(Outline records)

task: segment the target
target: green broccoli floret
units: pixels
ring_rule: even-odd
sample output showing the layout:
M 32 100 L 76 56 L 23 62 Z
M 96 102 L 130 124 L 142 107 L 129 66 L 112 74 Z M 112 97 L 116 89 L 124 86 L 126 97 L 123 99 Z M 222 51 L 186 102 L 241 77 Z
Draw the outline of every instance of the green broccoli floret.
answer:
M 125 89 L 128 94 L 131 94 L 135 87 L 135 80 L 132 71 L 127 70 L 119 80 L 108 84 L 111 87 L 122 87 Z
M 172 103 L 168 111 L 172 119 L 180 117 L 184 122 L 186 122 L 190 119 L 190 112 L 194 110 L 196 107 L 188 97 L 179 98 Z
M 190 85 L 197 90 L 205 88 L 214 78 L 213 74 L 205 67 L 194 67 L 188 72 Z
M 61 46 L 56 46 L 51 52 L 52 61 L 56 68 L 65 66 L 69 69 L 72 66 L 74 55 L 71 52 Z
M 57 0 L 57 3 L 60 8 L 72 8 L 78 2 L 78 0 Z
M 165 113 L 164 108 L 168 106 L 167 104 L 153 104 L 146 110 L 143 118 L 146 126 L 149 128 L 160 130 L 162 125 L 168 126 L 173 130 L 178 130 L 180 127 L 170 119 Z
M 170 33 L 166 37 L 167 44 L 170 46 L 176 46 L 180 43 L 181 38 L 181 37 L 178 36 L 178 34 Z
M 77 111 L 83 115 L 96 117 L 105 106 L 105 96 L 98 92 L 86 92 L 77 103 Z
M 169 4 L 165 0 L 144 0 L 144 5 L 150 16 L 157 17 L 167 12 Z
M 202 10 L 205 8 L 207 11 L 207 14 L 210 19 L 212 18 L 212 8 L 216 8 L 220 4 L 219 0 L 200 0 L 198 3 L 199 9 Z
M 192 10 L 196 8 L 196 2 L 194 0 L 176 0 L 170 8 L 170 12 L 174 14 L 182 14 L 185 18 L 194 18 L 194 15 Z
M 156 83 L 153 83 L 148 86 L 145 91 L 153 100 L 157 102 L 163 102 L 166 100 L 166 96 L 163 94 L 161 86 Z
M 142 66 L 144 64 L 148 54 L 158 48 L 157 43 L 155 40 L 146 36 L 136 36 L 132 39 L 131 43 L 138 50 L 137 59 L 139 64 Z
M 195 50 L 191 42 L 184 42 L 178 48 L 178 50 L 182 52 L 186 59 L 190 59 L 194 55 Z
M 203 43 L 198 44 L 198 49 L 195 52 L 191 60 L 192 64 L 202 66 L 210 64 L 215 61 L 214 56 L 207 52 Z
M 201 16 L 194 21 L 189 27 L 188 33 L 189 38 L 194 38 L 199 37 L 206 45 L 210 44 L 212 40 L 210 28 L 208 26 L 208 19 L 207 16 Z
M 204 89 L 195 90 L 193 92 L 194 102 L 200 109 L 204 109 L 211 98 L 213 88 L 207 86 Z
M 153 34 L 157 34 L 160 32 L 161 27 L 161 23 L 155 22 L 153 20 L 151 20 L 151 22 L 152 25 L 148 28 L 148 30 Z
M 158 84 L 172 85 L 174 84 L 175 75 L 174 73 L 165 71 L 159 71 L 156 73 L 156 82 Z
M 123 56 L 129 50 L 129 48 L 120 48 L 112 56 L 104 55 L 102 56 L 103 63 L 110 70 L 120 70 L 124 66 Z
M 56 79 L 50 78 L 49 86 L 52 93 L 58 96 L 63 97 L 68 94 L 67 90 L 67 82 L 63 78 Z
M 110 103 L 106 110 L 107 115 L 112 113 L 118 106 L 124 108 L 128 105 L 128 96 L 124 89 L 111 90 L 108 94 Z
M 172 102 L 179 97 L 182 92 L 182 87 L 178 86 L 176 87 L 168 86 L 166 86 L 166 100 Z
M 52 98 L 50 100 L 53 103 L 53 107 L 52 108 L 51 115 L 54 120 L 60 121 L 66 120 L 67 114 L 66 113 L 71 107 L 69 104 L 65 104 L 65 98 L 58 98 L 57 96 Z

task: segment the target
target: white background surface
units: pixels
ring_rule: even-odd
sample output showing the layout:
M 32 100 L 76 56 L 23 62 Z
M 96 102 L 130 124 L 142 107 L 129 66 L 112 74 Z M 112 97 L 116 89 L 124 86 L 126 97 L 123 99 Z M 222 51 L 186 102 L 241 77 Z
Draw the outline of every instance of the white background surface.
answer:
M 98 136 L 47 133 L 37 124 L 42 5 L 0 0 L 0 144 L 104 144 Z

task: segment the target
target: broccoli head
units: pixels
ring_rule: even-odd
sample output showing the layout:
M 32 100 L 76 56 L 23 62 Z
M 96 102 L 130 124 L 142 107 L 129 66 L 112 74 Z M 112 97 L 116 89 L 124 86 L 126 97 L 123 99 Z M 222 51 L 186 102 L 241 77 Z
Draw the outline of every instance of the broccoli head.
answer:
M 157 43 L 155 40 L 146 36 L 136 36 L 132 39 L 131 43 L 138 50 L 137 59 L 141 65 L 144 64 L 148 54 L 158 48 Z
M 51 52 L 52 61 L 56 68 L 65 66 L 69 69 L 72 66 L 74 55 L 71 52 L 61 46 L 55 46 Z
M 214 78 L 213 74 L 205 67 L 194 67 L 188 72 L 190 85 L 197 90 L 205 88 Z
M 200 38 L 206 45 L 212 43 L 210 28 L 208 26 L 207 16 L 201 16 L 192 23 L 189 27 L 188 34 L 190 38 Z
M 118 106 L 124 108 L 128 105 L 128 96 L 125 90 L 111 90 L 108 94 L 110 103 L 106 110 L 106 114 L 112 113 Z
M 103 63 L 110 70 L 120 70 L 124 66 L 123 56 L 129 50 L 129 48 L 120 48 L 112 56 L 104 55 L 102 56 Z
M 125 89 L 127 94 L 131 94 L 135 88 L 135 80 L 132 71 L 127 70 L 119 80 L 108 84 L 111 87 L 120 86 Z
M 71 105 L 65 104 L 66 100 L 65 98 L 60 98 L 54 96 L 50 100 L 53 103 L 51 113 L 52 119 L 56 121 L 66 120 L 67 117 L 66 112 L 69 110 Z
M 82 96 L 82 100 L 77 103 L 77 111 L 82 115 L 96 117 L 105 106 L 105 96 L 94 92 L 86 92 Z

__Instructions to follow__.
Output the entries verbatim.

__Answer below__.
task: segment the target
target: green broccoli floret
units: pixels
ring_rule: even-odd
sample output showing the layout:
M 32 100 L 76 56 L 23 62 Z
M 96 102 L 130 124 L 142 107 L 129 66 L 112 74 Z M 112 97 L 116 89 L 124 86 L 126 97 L 123 99 Z M 222 51 L 186 102 L 241 77 Z
Draw the outline of every instance of the green broccoli floret.
answer:
M 125 89 L 128 94 L 131 94 L 135 87 L 135 80 L 132 71 L 127 70 L 119 80 L 108 84 L 111 87 L 122 87 Z
M 172 103 L 168 111 L 172 119 L 180 117 L 184 122 L 186 122 L 190 119 L 190 112 L 194 110 L 196 107 L 188 97 L 179 98 Z
M 190 85 L 197 90 L 205 88 L 214 78 L 213 74 L 205 67 L 194 67 L 188 72 Z
M 61 46 L 56 46 L 51 52 L 52 61 L 56 68 L 65 66 L 69 69 L 72 66 L 74 55 L 71 52 Z
M 57 0 L 57 3 L 60 8 L 72 8 L 78 2 L 78 0 Z
M 165 113 L 164 108 L 168 106 L 167 104 L 153 104 L 146 110 L 143 118 L 146 126 L 149 128 L 160 130 L 162 125 L 168 126 L 173 130 L 178 130 L 180 127 L 170 119 Z
M 170 33 L 166 37 L 167 44 L 170 46 L 176 46 L 180 43 L 181 38 L 181 37 L 178 36 L 178 34 Z
M 77 111 L 83 115 L 96 117 L 105 106 L 105 96 L 98 92 L 86 92 L 77 103 Z
M 169 4 L 165 0 L 144 0 L 144 5 L 150 16 L 157 17 L 167 12 Z
M 202 10 L 205 8 L 207 11 L 207 14 L 210 19 L 212 18 L 212 8 L 216 8 L 220 4 L 219 0 L 200 0 L 198 3 L 199 9 Z
M 192 10 L 196 8 L 196 2 L 194 0 L 176 0 L 170 8 L 170 12 L 174 14 L 182 14 L 185 18 L 194 18 L 194 15 Z
M 156 83 L 153 83 L 148 86 L 145 91 L 153 100 L 157 102 L 163 102 L 166 100 L 166 96 L 163 94 L 161 86 Z
M 142 66 L 144 64 L 148 54 L 158 48 L 157 43 L 155 40 L 146 36 L 136 36 L 132 39 L 131 43 L 138 50 L 137 59 L 139 64 Z
M 195 50 L 191 42 L 184 42 L 178 48 L 178 50 L 182 52 L 186 59 L 190 59 L 194 55 Z
M 203 43 L 198 44 L 198 49 L 195 52 L 191 60 L 192 64 L 202 66 L 210 64 L 215 61 L 214 56 L 207 52 Z
M 201 16 L 194 21 L 189 27 L 188 33 L 189 38 L 194 38 L 199 37 L 206 45 L 210 44 L 212 40 L 210 28 L 208 26 L 208 19 L 207 16 Z
M 204 89 L 195 90 L 193 92 L 194 102 L 200 109 L 204 109 L 211 98 L 213 88 L 207 86 Z
M 153 34 L 157 34 L 160 32 L 161 27 L 161 23 L 155 22 L 153 20 L 151 20 L 151 22 L 152 25 L 148 28 L 148 30 Z
M 158 84 L 172 85 L 174 84 L 175 75 L 174 73 L 165 71 L 159 71 L 156 73 L 156 82 Z
M 123 56 L 129 50 L 129 48 L 120 48 L 112 56 L 104 55 L 102 56 L 103 63 L 110 70 L 120 70 L 124 66 Z
M 56 79 L 50 78 L 49 86 L 52 93 L 58 96 L 63 97 L 68 94 L 67 90 L 67 82 L 63 78 Z
M 110 103 L 106 110 L 107 115 L 112 113 L 118 106 L 124 108 L 128 105 L 128 96 L 124 89 L 111 90 L 108 94 Z
M 172 102 L 179 97 L 182 92 L 182 87 L 178 86 L 176 87 L 168 86 L 166 86 L 166 100 Z
M 52 98 L 50 100 L 53 103 L 53 107 L 52 108 L 51 115 L 54 120 L 60 121 L 66 120 L 67 114 L 66 113 L 71 107 L 69 104 L 65 104 L 65 98 L 58 98 L 57 96 Z

task: segment the target
target: white background surface
units: pixels
ring_rule: even-odd
sample output showing the layout:
M 32 100 L 76 56 L 23 62 Z
M 96 102 L 130 124 L 142 107 L 129 66 L 112 74 Z M 112 97 L 116 89 L 124 86 L 126 97 L 123 99 Z M 222 51 L 186 102 L 241 77 Z
Draw the outline of every instance of the white background surface.
answer:
M 98 136 L 47 133 L 37 124 L 42 5 L 0 0 L 0 144 L 104 144 Z

task: segment the target
target: broccoli head
units: pixels
ring_rule: even-odd
sample output showing the layout:
M 32 100 L 76 56 L 23 62 Z
M 96 102 L 130 124 L 142 107 L 129 66 L 112 74 Z M 112 97 L 116 89 L 124 86 L 126 97 L 123 99 Z M 222 51 L 186 102 L 241 77 Z
Draw the outline of every instance of the broccoli head.
answer:
M 157 43 L 155 40 L 146 36 L 136 36 L 132 39 L 131 43 L 138 50 L 137 59 L 141 65 L 144 64 L 148 54 L 158 48 Z
M 51 52 L 52 61 L 56 68 L 65 66 L 69 69 L 72 66 L 74 55 L 71 52 L 61 46 L 55 46 Z
M 214 78 L 213 74 L 205 67 L 194 67 L 188 72 L 190 85 L 197 90 L 205 88 Z
M 200 38 L 206 45 L 212 43 L 210 28 L 208 26 L 207 16 L 201 16 L 192 23 L 189 27 L 188 34 L 190 38 Z
M 118 106 L 124 108 L 128 105 L 128 96 L 125 90 L 111 90 L 108 94 L 110 103 L 106 110 L 106 114 L 112 113 Z
M 103 63 L 110 70 L 120 70 L 124 66 L 123 56 L 129 50 L 129 48 L 120 48 L 112 56 L 104 55 L 102 56 Z
M 125 89 L 127 94 L 131 94 L 135 88 L 135 80 L 132 71 L 127 70 L 119 80 L 108 84 L 111 87 L 120 86 Z
M 71 105 L 65 104 L 66 100 L 65 98 L 60 98 L 54 96 L 50 100 L 53 103 L 51 113 L 52 119 L 56 121 L 66 120 L 67 117 L 66 112 L 69 110 Z
M 82 96 L 82 100 L 77 103 L 77 111 L 82 115 L 96 117 L 105 106 L 105 96 L 94 92 L 86 92 Z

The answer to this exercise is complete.